▶ [Requirement]:
Extend the statute passage on sections 904.10 through 904.12 below, picking up after its last sentence.

904.10 Annotation Statements made during guilty plea hearing are inadmissible for any purpose, including impeachment, at subsequent trial. State v. Mason, 132 W (2d) 427, 393 NW (2d) 102 (Ct. App. 1986).
904.10 Annotation Defendant's agreement to sign a written confession, after being told by the district attorney that the state would stand silent regarding sentencing if the defendant gave a truthful statement, was not the result of plea negotiations but negotiations for a confession and therefore not inadmissible under this section. State v. Nicholson, 187 W (2d) 687, 523 NW (2d) 573 (Ct. App. 1994).
904.10 Annotation This section does not apply to offers of compromise made to the police. State v. Pischke, 198 W (2d) 257, 542 NW (2d) 202 (Ct. App. 1995).
904.11 904.11 Liability insurance. Evidence that a person was or was not insured against liability is not admissible upon the issue whether the person acted negligently or otherwise wrongfully. This section does not require the exclusion of evidence of insurance against liability when offered for another purpose, such as proof of agency, ownership, or control, or bias or prejudice of a witness.
904.11 History History: Sup. Ct. Order, 59 W (2d) R1, R97 (1973); 1991 a. 32.
904.12 904.12 Statement of injured; admissibility; copies.
904.12(1)(1) In actions for damages caused by personal injury, no statement made or writing signed by the injured person within 72 hours of the time the injury happened or accident occurred, shall be received in evidence unless such evidence would be admissible as a present sense impression, excited utterance or a statement of then existing mental, emotional or physical condition as described in s. 908.03 (1), (2) or (3).
904.12(2) (2) Every person who takes a written statement from any injured person or person sustaining damage with respect to any accident or with respect to any injury to person or property, shall, at the time of taking such statement, furnish to the person making such statement, a true, correct and complete copy thereof. Any person taking or having possession of any written statement or a copy of said statement, by any injured person, or by any person claiming damage to property with respect to any accident or with respect to any injury to person or property, shall, at the request of the person who made such statement or the person's personal representative, furnish the person who made such statement or the person's personal representative, a true, honest and complete copy thereof within 20 days after written demand. No written statement by any injured person or any person sustaining damage to property shall be admissible in evidence or otherwise used or referred to in any way or manner whatsoever in any civil action relating to the subject matter thereof, if it is made to appear that a person having possession of such statement refused, upon the request of the person who made the statement or the person's personal representatives, to furnish such true, correct and complete copy thereof as herein required.

▶ [Information given]:
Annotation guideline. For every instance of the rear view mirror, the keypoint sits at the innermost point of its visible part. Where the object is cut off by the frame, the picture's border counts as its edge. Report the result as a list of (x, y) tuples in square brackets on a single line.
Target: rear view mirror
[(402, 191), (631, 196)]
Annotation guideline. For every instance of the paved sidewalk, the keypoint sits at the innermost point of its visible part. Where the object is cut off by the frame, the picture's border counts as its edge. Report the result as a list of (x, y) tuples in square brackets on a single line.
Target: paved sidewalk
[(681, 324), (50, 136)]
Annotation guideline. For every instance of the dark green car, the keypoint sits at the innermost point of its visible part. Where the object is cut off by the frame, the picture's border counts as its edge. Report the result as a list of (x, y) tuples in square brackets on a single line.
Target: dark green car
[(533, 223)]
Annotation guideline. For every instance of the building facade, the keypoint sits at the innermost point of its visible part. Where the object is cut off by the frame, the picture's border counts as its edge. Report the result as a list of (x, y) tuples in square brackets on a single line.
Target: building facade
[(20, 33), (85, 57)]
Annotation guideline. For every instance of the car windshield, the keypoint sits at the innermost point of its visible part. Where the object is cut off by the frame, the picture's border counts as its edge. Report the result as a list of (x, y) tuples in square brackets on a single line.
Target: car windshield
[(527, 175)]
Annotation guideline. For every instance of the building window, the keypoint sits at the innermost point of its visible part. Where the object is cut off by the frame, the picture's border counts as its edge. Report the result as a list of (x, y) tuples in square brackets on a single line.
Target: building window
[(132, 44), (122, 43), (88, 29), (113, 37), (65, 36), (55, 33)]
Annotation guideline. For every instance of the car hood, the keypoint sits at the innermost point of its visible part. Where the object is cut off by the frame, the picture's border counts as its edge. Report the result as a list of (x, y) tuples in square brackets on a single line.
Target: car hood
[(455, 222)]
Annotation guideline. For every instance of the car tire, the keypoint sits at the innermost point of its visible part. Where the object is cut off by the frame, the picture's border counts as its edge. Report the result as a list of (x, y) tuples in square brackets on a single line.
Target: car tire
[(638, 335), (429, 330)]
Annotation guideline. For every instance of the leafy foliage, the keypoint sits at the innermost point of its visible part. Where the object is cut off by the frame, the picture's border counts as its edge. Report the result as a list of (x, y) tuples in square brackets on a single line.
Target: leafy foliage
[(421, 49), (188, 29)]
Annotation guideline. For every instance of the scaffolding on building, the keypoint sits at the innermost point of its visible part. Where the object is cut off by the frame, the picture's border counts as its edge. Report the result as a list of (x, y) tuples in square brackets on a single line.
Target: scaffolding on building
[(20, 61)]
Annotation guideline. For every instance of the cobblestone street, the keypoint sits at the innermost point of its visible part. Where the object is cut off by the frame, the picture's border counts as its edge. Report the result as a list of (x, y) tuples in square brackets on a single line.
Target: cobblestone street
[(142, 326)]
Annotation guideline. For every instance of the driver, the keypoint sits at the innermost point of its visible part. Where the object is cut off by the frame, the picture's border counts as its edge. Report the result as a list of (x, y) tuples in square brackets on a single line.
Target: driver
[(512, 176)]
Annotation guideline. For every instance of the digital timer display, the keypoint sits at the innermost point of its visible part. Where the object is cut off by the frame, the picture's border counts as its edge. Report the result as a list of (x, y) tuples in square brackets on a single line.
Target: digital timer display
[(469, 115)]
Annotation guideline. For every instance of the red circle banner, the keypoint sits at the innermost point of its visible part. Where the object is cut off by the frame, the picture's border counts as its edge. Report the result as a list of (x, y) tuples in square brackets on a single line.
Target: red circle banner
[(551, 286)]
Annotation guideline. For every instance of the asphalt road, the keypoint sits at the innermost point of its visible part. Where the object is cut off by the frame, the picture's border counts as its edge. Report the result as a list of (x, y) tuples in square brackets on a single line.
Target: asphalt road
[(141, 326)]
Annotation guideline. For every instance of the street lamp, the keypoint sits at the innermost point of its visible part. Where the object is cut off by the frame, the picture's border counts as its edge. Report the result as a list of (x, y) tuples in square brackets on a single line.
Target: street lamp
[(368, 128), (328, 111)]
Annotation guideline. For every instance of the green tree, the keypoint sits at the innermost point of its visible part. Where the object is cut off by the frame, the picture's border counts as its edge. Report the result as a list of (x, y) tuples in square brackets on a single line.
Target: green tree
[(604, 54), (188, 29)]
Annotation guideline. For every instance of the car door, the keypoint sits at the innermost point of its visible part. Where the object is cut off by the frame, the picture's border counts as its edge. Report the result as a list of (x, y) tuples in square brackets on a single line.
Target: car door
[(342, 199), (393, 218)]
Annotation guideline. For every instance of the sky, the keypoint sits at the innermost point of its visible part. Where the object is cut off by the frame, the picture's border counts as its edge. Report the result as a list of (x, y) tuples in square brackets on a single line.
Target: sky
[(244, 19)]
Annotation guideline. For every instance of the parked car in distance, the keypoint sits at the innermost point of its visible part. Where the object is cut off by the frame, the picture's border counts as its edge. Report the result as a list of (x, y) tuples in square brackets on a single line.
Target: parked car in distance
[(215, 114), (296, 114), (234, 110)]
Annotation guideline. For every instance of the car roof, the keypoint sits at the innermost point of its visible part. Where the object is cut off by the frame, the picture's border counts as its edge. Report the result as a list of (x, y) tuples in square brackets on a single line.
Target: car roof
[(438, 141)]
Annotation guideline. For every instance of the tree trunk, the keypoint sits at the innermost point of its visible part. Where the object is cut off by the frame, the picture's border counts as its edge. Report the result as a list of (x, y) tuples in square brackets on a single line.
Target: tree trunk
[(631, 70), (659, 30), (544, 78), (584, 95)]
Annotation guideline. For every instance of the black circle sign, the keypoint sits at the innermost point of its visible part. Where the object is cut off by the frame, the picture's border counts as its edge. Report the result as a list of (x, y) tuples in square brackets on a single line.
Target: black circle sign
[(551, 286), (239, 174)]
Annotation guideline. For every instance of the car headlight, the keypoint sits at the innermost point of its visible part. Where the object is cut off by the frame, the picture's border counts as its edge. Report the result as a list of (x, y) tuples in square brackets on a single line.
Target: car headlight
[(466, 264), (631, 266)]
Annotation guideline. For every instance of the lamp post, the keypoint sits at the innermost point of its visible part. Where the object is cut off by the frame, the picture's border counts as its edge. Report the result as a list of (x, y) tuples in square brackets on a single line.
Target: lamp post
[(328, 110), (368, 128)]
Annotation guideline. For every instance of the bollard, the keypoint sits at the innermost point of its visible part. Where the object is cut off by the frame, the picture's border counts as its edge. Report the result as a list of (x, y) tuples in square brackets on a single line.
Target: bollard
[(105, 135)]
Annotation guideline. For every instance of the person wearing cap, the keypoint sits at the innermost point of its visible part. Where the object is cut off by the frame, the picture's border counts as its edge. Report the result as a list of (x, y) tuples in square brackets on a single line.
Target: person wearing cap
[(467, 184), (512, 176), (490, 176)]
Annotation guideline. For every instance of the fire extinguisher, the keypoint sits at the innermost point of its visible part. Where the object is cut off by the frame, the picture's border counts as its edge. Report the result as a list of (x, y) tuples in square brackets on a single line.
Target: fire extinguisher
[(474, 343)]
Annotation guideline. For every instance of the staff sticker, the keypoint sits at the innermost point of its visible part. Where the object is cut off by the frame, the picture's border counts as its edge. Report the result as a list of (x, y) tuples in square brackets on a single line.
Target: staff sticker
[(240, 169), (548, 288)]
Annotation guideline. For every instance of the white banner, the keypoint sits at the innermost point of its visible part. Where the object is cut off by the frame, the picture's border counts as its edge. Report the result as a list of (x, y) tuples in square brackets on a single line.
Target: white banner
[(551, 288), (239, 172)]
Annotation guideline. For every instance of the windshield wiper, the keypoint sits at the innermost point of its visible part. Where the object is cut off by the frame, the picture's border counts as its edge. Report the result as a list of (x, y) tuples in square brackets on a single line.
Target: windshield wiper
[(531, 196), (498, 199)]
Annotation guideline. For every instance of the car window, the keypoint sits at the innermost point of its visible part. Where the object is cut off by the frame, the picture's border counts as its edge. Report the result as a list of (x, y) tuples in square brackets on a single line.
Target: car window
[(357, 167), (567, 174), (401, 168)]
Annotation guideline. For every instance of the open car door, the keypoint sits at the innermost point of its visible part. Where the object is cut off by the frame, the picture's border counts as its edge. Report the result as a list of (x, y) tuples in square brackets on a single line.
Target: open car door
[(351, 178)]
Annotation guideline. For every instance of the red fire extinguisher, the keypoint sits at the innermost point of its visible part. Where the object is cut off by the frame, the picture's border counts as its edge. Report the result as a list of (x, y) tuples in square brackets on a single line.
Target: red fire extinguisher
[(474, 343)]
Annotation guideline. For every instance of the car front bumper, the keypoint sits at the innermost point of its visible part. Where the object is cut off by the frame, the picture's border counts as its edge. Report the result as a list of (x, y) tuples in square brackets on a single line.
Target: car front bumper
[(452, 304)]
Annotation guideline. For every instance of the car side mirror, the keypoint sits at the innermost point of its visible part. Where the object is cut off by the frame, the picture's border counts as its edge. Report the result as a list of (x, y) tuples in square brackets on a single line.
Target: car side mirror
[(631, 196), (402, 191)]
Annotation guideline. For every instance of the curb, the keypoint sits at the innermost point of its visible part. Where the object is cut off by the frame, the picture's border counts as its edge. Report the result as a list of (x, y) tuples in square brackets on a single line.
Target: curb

▶ [Task response]:
904.12(3) (3) This section does not apply to any statement taken by any officer having the power to make arrests.
904.12 History History: Sup. Ct. Order, 59 W (2d) R1, R99 (1973); 1991 a. 32.
904.13 904.13 Information concerning crime victims.
904.13(1) (1) In this section:
904.13(1)(a) (a) "Crime" has the meaning described in s. 950.02 (1m).
904.13(1)(b) (b) "Family member" has the meaning described in s. 950.02 (3).
904.13(1)(c) (c) "Victim" has the meaning described in s. 950.02 (4).
904.13(2) (2) In any action or proceeding under ch. 938 or chs. 967 to 979, evidence of the address of an alleged crime victim or any family member of an alleged crime victim or evidence of the name and address of any place of employment of an alleged crime victim or any family member of an alleged crime victim is relevant only if it meets the criteria under s. 904.01. District attorneys shall make appropriate objections if they believe that evidence of this information, which is being elicited by any party, is not relevant in the action or proceeding.
904.13 History History: 1985 a. 132; 1995 a. 77.